Written problem A:
In the mailing-list thread about locked mounts, which manual page does the proposed patch change?
Written problem B:
Continue the mailing-list thread about locked mounts from the point at which it stops.

Selected text:
>> START

It is worth noting that in ns2 it is also possible to mount on top of
/mnt/ppp/y and umount from /mnt/ppp/y.


Eric

Subject: Re: [PATCHi, man-pages] mount_namespaces.7: More clearly explain "locked mounts"

Hello Eric,

Thank you for you response.

On 8/17/21 5:51 PM, Eric W. Biederman wrote:
> "Michael Kerrisk (man-pages)" <[email protected]> writes:
>
>> Hi Eric,
>>
>> Thanks for your feedback!
>>
>> On 8/16/21 6:03 PM, Eric W. Biederman wrote:
>>> Michael Kerrisk <[email protected]> writes:
>>>
>>>> For a long time, this manual page has had a brief discussion of
>>>> "locked" mounts, without clearly saying what this concept is, or
>>>> why it exists. Expand the discussion with an explanation of what
>>>> locked mounts are, why mounts are locked, and some examples of the
>>>> effect of locking.

>> END

[Records of labeled points]
>> START

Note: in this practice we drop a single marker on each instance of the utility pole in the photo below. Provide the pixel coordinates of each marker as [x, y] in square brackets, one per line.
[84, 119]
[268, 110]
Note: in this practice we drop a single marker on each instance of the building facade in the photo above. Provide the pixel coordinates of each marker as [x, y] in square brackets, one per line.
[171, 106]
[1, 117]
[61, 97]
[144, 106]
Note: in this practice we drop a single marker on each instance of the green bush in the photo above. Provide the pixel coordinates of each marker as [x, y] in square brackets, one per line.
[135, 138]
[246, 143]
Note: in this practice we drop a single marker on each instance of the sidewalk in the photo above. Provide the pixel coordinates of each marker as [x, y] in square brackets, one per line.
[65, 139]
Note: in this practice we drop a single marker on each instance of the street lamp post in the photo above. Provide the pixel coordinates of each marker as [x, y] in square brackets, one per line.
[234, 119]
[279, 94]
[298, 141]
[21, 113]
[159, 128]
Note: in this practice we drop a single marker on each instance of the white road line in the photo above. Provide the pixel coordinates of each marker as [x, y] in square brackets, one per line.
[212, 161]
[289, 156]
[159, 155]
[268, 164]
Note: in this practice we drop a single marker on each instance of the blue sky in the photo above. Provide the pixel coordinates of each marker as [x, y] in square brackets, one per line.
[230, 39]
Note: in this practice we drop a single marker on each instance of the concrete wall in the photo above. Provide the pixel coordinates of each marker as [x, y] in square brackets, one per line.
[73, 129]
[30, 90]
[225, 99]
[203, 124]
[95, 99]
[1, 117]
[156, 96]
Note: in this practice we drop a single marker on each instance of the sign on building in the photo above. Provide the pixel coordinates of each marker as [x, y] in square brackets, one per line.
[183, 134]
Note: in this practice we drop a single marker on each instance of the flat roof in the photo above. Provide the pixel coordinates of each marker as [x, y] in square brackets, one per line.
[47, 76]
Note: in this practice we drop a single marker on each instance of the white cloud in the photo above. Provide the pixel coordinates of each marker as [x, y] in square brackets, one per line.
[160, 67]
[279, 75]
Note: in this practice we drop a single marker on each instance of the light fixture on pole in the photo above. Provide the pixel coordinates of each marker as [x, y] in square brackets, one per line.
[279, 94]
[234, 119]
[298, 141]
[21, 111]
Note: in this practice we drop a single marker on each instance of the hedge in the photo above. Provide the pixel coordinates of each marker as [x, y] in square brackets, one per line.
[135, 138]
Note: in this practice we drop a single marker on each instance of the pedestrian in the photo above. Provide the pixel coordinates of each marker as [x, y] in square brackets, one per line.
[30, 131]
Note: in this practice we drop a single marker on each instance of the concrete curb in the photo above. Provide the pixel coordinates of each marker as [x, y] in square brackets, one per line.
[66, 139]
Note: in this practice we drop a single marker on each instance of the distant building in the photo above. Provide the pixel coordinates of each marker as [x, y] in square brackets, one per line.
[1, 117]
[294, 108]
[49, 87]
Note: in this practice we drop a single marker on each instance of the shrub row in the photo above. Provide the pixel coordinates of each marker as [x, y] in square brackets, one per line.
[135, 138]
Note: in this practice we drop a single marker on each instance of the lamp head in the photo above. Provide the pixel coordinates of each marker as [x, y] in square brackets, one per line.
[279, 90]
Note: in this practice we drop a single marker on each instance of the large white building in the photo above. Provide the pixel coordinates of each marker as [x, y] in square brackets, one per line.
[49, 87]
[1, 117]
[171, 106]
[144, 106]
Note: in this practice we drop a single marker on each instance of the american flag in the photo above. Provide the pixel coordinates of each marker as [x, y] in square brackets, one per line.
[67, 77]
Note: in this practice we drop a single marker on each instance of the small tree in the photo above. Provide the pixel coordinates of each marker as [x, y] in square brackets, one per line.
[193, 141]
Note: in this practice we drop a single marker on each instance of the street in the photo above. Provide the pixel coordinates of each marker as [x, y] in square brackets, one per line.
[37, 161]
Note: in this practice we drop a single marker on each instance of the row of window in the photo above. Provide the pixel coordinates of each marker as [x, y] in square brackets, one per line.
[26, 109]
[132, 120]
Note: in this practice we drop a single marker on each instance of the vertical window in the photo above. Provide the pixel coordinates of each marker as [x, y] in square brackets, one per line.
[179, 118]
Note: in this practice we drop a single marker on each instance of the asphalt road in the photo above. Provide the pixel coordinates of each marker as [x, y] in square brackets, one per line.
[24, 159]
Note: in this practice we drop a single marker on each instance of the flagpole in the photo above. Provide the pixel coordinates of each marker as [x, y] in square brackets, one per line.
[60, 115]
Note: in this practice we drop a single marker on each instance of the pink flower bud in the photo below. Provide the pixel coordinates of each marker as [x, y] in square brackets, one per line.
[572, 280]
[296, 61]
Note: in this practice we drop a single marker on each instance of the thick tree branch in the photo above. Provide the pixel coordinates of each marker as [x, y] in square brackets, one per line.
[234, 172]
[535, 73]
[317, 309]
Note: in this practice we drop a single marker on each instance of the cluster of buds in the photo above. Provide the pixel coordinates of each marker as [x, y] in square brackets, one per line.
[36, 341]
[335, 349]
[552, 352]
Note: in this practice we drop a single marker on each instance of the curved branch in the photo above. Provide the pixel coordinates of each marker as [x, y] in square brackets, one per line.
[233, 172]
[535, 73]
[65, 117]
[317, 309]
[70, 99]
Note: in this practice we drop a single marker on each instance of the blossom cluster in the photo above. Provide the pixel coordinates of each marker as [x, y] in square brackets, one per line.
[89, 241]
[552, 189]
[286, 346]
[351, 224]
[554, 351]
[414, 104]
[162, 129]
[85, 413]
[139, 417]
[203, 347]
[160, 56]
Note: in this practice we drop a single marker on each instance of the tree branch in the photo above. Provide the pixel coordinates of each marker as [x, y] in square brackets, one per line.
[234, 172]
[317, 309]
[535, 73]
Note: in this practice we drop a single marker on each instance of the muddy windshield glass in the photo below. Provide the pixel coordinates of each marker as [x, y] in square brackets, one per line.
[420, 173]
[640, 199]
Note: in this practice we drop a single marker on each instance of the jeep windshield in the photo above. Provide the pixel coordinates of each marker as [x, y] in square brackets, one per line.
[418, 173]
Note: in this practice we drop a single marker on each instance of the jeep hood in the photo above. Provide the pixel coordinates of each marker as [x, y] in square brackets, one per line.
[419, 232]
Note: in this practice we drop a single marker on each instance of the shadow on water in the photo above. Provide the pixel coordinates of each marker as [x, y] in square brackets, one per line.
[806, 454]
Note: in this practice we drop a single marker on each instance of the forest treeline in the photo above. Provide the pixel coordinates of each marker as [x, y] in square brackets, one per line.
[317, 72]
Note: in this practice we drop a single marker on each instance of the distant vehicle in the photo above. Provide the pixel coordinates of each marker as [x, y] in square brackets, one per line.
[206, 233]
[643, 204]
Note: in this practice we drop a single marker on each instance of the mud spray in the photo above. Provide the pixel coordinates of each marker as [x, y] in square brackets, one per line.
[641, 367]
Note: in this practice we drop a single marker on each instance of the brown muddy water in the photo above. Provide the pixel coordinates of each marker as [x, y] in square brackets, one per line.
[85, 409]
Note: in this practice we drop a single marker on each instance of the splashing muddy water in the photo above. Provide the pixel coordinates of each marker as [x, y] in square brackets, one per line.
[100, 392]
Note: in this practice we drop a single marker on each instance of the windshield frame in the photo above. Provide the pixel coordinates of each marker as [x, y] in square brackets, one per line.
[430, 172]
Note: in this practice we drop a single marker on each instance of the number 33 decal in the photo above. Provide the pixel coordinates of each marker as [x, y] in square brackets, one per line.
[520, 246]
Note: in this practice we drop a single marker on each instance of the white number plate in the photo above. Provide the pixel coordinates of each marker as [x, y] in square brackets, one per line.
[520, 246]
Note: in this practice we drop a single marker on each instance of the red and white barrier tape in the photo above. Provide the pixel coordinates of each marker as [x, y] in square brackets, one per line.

>> END

Task result A:
mount_namespaces.7

Task result B:
>>>>
>>>> Thanks to Christian Brauner for a lot of help in understanding
>>>> these details.
>>>>
>>>> Reported-by: Christian Brauner <[email protected]>
>>>> Signed-off-by: Michael Kerrisk <[email protected]>
>>>> ---
>>>>
>>>> Hello Eric and others,
>>>>
>>>> After some quite helpful info from Chrstian Brauner, I've expanded
>>>> the discussion of locked mounts (a concept I didn't really have a
>>>> good grasp on) in the mount_namespaces(7) manual page. I would be
>>>> grateful to receive review comments, acks, etc., on the patch below.
>>>> Could you take a look please?
>>>>
>>>> Cheers,
>>>>
>>>> Michael
>>>>
>>>> man7/mount_namespaces.7 | 73 +++++++++++++++++++++++++++++++++++++++++
>>>> 1 file changed, 73 insertions(+)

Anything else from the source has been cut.